(Written task):
Please retype all of the material below word for word, leaving the pictures out of your copy.

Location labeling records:
[Start]

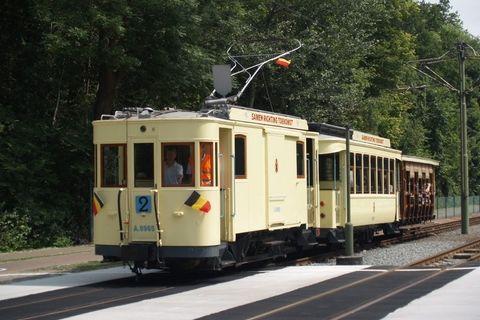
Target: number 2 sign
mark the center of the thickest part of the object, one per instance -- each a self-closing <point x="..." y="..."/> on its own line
<point x="143" y="204"/>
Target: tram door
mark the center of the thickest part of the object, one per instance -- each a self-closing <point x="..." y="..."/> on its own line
<point x="143" y="222"/>
<point x="225" y="181"/>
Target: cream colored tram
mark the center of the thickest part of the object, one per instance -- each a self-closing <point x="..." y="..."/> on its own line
<point x="374" y="182"/>
<point x="257" y="194"/>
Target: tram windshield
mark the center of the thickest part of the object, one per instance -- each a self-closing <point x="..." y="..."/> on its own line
<point x="178" y="165"/>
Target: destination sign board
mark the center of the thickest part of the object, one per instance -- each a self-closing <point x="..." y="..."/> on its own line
<point x="273" y="119"/>
<point x="370" y="138"/>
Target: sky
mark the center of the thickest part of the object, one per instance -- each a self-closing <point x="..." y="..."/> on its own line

[End]

(Solution below):
Target: number 2 sign
mark the center of the thickest part of the object, one per instance -- each a self-closing <point x="..." y="..."/> on its own line
<point x="143" y="204"/>
Target: tram door
mark the center of the thickest part of the object, one per instance -- each a self-closing <point x="..." y="..."/> on its own line
<point x="143" y="222"/>
<point x="225" y="181"/>
Target: cream colored tram
mark the center of the thickest part of the object, one per instance -- each a self-closing <point x="..." y="..."/> on its own line
<point x="374" y="182"/>
<point x="257" y="194"/>
Target: tram windshield
mark the center of the thickest part of the object, one per instance -- each a self-closing <point x="..." y="..."/> on its own line
<point x="178" y="165"/>
Target: destination sign board
mark the center of the thickest part of the object, one per instance -- each a self-closing <point x="..." y="..."/> on its own line
<point x="273" y="119"/>
<point x="370" y="138"/>
Target: sky
mark the center of the thickest part of the object, one per instance -- each a self-closing <point x="..." y="..."/> on its own line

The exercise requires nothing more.